▶ WHAT THE TASK REQUIRES:
Give the records again, every one, exactly.

------ EXERCISE INPUT

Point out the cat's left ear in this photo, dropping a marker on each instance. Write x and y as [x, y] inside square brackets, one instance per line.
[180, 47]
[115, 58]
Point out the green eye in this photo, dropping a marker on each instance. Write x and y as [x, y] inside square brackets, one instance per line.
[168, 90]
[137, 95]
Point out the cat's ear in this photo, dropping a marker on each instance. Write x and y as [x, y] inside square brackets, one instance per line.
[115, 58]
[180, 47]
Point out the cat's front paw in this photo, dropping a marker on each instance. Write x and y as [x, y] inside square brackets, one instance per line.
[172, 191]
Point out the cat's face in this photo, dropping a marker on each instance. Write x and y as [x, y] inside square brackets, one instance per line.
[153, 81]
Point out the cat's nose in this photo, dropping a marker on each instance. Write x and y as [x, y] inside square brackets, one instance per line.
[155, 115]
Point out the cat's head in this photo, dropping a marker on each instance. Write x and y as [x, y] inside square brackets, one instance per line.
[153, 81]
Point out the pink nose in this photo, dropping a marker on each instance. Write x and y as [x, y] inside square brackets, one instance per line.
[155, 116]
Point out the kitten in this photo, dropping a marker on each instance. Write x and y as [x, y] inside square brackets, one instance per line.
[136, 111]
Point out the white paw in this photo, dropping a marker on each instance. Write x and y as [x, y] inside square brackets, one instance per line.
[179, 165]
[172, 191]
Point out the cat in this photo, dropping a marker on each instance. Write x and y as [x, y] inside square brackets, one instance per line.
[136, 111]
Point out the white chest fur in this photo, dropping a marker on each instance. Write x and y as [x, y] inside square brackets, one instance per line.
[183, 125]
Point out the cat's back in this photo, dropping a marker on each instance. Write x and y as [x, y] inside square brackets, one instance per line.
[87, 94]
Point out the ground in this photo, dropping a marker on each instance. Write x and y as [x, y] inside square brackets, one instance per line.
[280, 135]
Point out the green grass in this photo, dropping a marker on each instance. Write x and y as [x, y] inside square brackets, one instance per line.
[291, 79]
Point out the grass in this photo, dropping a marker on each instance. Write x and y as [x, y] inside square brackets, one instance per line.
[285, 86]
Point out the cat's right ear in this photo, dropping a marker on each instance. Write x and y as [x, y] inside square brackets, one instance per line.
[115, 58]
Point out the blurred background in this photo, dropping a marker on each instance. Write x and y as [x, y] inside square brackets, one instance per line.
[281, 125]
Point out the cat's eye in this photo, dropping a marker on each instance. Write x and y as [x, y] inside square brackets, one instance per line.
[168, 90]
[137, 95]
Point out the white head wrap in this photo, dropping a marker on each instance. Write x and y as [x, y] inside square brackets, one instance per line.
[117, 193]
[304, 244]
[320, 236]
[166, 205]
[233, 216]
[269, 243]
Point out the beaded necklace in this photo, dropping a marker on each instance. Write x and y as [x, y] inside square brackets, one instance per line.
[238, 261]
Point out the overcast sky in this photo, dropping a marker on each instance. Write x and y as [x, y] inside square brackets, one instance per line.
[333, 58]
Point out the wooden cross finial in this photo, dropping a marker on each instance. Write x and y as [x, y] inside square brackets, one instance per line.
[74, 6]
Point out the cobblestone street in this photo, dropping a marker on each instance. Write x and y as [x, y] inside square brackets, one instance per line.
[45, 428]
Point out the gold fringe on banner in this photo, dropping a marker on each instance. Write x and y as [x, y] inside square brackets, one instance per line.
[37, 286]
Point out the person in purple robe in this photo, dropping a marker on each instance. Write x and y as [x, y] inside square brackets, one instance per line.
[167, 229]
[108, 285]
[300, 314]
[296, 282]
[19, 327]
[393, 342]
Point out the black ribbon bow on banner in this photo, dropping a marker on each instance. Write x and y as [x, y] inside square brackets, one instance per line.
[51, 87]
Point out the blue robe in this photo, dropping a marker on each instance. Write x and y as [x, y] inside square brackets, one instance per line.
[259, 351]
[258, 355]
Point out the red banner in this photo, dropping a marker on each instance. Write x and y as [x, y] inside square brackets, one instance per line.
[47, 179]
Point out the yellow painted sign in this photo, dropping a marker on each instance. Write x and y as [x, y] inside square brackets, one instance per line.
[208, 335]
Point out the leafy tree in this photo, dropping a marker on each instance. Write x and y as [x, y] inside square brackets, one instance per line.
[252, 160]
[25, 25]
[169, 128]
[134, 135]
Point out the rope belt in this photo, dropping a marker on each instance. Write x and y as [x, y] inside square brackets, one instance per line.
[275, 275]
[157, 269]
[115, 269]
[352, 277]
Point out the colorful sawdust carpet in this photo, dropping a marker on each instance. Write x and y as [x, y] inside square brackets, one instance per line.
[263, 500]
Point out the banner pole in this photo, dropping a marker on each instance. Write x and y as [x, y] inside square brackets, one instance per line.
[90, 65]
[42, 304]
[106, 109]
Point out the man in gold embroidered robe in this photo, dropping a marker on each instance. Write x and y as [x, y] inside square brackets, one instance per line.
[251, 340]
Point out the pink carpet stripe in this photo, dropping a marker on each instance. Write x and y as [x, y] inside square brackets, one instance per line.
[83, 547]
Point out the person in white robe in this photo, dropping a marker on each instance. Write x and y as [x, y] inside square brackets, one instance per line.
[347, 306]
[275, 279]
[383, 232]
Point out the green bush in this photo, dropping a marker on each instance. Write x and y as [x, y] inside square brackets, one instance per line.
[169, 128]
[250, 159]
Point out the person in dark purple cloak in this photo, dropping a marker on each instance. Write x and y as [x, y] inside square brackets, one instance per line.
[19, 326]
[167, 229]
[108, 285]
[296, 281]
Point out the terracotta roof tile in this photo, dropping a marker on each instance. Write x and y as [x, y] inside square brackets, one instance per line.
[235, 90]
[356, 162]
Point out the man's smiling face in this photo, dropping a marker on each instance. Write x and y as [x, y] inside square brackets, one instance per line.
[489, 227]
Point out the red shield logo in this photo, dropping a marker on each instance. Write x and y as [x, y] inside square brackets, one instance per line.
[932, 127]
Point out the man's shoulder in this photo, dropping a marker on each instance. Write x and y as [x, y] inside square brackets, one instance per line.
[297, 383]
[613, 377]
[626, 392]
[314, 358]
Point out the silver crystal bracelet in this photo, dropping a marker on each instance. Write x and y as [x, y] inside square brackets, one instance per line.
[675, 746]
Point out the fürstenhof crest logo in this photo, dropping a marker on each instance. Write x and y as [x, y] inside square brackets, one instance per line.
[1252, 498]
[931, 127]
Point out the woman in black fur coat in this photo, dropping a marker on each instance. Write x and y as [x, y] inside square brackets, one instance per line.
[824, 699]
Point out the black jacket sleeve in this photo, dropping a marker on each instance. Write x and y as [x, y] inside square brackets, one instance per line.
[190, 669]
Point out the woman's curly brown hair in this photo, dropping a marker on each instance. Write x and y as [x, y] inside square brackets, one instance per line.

------------

▶ EXERCISE OUTPUT:
Point out the cat's left ear in this photo, dropping a marker on each instance. Write x and y as [x, y] inside square brackets, one instance per line.
[180, 47]
[115, 58]
Point out the green eye in this photo, dropping a marker on each instance. Write x and y as [x, y] inside square brackets, one instance per line.
[168, 90]
[137, 95]
Point out the cat's ear in this photo, dropping a marker on each instance. Write x and y as [x, y] inside square brackets, one instance per line.
[115, 58]
[180, 47]
Point out the cat's front paw in this photo, dropping a marker on each instance. Write x and y as [x, y] inside square brackets, one instance per line.
[172, 191]
Point out the cat's face in this photo, dropping a marker on each instance. Write x and y as [x, y] inside square brackets, one instance per line.
[153, 81]
Point out the cat's nose in this photo, dropping a marker on each instance. Write x and y as [x, y] inside square brackets, one instance per line.
[155, 115]
Point out the cat's head in this photo, dropping a marker on each instance. Write x and y as [x, y] inside square brackets, one instance per line.
[153, 81]
Point out the pink nose in this photo, dropping a marker on each instance. Write x and y as [x, y] inside square brackets, one instance per line.
[155, 116]
Point out the kitten in this photo, dropping a marker on each instance. Write x and y as [x, y] inside square brackets, one instance per line.
[136, 111]
Point out the white paw in this photo, dropping a marker on each instance. Write x and y as [x, y] inside square brackets, one instance per line.
[179, 165]
[172, 191]
Point out the cat in this photo, dropping a marker on each instance. Write x and y as [x, y] inside square brackets, one instance per line.
[136, 111]
Point out the white chest fur in this photo, dropping a marker on each instance. Write x and y as [x, y] inside square brackets, one instance per line.
[183, 125]
Point out the cat's back in this photo, dropping a marker on each instance. Write x and y as [x, y] inside square brackets, one instance per line.
[87, 94]
Point out the ground in this photo, dropping a marker on each instance. Write x and y as [x, y] inside square brackets, one instance per line.
[280, 135]
Point out the green grass in this photo, dropping a marker on each instance. Write x and y as [x, y] inside square brackets, one instance per line.
[291, 79]
Point out the grass in this photo, dropping a marker on each instance. Write x and y as [x, y] inside square brackets, one instance per line.
[285, 86]
Point out the cat's right ear in this photo, dropping a marker on each instance. Write x and y as [x, y] inside square brackets, one instance per line.
[115, 58]
Point out the blurred background in this photo, dropping a marker on each instance. Write x and y as [x, y] inside square brackets, one instance per line.
[281, 125]
Point out the cat's eye in this photo, dropping a marker on each instance. Write x and y as [x, y] inside square brackets, one instance per line.
[168, 90]
[137, 95]
Point out the white head wrap in this photo, dropping a marker on each instance. Write x and y as [x, y] inside square brackets, one instance per line.
[117, 193]
[304, 244]
[320, 236]
[166, 205]
[233, 216]
[269, 243]
Point out the beaded necklace in this photo, dropping a marker on each instance. Write x and y as [x, y] inside square brackets, one instance per line.
[238, 261]
Point out the overcast sky in this photo, dropping a marker on each instance. Write x and y as [x, y] inside square brackets, one instance per line.
[333, 58]
Point out the wooden cross finial in this photo, dropping a marker on each instance. Write x and y as [x, y] inside square brackets, one instance per line.
[74, 6]
Point out the cobblestone street in this photo, dropping a marker on each instance. Write x and y as [x, y] inside square brackets, one instance per line.
[45, 428]
Point out the gold fringe on banner in this photo, dropping a marker on each instance. Write x and y as [x, y] inside square brackets, one instance per line.
[37, 286]
Point out the person in purple robe in this photo, dropping a marker on each instance. Write x and y as [x, y] inside square brackets, one instance per line.
[167, 229]
[108, 285]
[300, 314]
[296, 282]
[19, 327]
[393, 342]
Point out the black ribbon bow on banner in this photo, dropping a marker on each instance. Write x and y as [x, y] inside square brackets, one instance per line.
[51, 87]
Point out the blue robe in this photo, dropping a marker on each instance. Write x and y as [x, y] inside square brackets, one instance per line.
[259, 351]
[258, 355]
Point out the red banner in this photo, dropping a marker on each instance. Write x and y as [x, y] inside square brackets, one instance per line.
[47, 179]
Point out the yellow painted sign in this photo, dropping a marker on each instance. Write x and y as [x, y] inside square brackets, one instance per line.
[208, 335]
Point out the leafy tree in this photo, dropping a marker on each instance. Write x and y as [x, y] inside square brackets, one instance per line.
[252, 160]
[25, 25]
[169, 128]
[134, 135]
Point out the rope belt in this photo, dropping a marker on each instance. Write x and y as [x, y] inside square brackets, one instance per line.
[275, 275]
[157, 269]
[115, 269]
[352, 277]
Point out the colorful sawdust carpet in this photo, dropping a marker on each instance. Write x and y as [x, y] inside square brackets, one instance per line.
[263, 500]
Point out the banner pole in this photo, dropping a marker on each instance. Write x and y as [x, y] inside square brackets, one instance per line.
[90, 65]
[42, 304]
[106, 109]
Point out the man in gold embroidered robe in this photo, dropping a marker on each instance. Write x and y as [x, y] inside square brackets, one instance per line.
[251, 340]
Point out the pink carpet stripe in this photo, dropping a marker on each instance. Write x and y as [x, y] inside square brackets, one instance per line.
[83, 547]
Point out the person in white robe in this photo, dropping a marker on each instance. Write x and y as [x, y] inside square brackets, one instance per line.
[347, 306]
[275, 279]
[383, 232]
Point out the green bush in this photo, dropping a marker on each instance. Write x and y as [x, y] inside square brackets, one instance per line.
[169, 128]
[250, 159]
Point out the person in dark purple cloak in this photo, dropping a marker on each instance. Write x and y as [x, y] inside square brackets, one instance per line.
[19, 326]
[167, 229]
[108, 285]
[296, 281]
Point out the terracotta roof tile in this photo, dropping a marker on each instance. Write x and y as [x, y] inside square brackets, one instance per line.
[235, 90]
[356, 162]
Point out the man's smiling face in this photo, dropping a marker on each instance. Write x and y as [x, y] inside square brackets, one instance per line.
[489, 227]
Point out the red shield logo in this photo, dropping a marker on each instance. Write x and y as [x, y] inside square brackets, one instance per line.
[932, 127]
Point out the man's shoulder in this photo, dropping a marker on each instance. Write x and y as [x, y] inside square brackets, one instance per line.
[297, 383]
[613, 377]
[626, 392]
[314, 358]
Point out the silver crystal bracelet in this photo, dropping a marker on each instance. Write x and y as [x, y] inside square brackets, one instance per line.
[675, 746]
Point out the fürstenhof crest logo in this photo, dropping a marker on each instance. Write x and y as [x, y] inside square brackets, one instance per line.
[1252, 498]
[931, 127]
Point out the woman in black fur coat in this photo, dropping a marker on each instance. Write x and y as [x, y] inside square brackets, one instance per line.
[824, 699]
Point out the black jacket sleeve in this photo, dropping a marker on each instance. Write x and y as [x, y] inside square brackets, one instance per line.
[190, 669]
Point out the woman's curly brown hair in this photo, dropping a marker on each instance. Write x and y as [x, y] inside square brackets, one instance per line.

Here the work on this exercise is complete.